──────── Records for this task

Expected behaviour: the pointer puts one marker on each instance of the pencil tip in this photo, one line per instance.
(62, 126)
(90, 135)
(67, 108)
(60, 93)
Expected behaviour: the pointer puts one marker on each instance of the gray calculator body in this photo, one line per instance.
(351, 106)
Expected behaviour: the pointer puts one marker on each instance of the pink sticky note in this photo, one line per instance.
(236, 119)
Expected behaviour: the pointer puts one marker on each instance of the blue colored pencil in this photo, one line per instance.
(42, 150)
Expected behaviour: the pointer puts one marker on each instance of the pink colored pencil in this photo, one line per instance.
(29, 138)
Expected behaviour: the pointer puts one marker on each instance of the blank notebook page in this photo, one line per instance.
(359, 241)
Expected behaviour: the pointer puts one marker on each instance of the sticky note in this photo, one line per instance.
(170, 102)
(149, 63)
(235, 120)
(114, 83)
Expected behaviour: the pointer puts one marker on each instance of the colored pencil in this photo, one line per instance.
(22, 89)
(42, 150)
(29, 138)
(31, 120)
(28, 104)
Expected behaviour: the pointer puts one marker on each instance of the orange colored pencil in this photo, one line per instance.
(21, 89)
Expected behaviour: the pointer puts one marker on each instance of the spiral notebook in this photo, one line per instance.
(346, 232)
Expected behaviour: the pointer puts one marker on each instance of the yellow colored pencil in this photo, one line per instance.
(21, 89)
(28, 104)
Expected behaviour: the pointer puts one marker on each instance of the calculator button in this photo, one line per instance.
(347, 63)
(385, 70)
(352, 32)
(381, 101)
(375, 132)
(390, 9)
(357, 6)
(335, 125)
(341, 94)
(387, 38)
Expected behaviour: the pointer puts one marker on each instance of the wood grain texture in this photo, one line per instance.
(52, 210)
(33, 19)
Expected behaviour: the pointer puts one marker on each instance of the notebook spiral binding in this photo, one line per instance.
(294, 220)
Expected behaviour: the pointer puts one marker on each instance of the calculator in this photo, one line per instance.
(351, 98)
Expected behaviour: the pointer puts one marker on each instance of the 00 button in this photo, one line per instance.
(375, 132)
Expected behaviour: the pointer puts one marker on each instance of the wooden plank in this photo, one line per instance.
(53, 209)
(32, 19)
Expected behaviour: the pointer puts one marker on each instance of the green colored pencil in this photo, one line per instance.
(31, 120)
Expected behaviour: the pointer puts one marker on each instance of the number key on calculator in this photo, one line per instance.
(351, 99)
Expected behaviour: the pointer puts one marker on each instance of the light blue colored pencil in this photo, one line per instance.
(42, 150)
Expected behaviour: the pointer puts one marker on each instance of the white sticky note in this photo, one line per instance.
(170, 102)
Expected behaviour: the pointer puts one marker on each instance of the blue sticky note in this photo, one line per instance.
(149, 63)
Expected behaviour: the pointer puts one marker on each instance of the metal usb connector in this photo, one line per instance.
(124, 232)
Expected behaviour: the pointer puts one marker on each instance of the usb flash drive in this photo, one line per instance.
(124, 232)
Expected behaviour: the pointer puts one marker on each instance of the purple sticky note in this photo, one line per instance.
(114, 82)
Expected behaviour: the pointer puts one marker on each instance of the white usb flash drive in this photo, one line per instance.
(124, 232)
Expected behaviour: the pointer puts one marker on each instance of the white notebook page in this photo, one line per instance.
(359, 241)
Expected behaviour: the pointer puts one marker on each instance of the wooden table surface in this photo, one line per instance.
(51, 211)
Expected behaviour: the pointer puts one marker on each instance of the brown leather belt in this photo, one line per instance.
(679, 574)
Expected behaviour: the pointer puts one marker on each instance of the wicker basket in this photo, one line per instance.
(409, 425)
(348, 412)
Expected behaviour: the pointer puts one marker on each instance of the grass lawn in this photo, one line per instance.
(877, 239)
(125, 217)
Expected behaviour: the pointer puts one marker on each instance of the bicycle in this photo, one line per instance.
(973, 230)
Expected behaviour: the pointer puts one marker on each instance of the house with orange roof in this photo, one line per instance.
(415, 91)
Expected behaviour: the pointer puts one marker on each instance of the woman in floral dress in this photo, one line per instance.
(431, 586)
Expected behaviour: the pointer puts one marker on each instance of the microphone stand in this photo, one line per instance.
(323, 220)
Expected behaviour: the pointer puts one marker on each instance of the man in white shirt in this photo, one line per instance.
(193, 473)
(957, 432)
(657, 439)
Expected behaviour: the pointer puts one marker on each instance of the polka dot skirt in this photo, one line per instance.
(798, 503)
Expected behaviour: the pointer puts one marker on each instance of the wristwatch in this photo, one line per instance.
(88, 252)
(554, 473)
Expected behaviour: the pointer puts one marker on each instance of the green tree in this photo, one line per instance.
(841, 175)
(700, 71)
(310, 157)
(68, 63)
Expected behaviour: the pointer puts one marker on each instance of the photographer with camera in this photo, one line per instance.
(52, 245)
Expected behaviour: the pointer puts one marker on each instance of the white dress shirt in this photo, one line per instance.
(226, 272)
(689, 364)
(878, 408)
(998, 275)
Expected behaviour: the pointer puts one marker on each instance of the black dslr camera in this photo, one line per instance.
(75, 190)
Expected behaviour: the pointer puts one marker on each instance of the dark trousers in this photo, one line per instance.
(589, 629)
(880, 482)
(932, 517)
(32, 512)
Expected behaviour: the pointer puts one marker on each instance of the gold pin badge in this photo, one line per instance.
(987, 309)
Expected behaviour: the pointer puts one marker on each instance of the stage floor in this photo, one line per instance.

────────────────

Activity ::
Give the lines from the one containing "of the black" through the end of the entries again, exactly as written and with no other lines.

Solution to the problem ::
Expected behaviour: the pointer puts one marker on each instance of the black dslr camera in this photo, one line per instance.
(75, 190)
Expected behaviour: the pointer puts one marker on each instance of the dark trousers in this photo, one line per instance.
(589, 629)
(880, 482)
(932, 517)
(32, 512)
Expected behaviour: the pointer puts one marker on each instance of the gold pin badge in this photo, one line per instance.
(987, 309)
Expected behaviour: the pointer puts one marker on each instance of the stage floor in this photo, one line per instance.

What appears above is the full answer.